-- Begin Data --

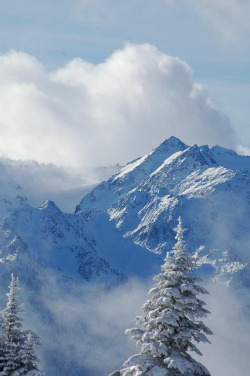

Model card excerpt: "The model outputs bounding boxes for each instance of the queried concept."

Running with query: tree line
[0,274,45,376]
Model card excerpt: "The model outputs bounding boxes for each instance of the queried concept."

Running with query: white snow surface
[0,137,250,376]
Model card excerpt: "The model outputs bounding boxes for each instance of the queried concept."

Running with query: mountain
[0,137,250,376]
[76,137,250,286]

-- End Data --

▶ _What the exercise asks_: Report each line above that contains the word "Running", copying every such line in full.

▶ _Output for this exercise_:
Running with query: tree line
Running with query: white snow surface
Running with query: mountain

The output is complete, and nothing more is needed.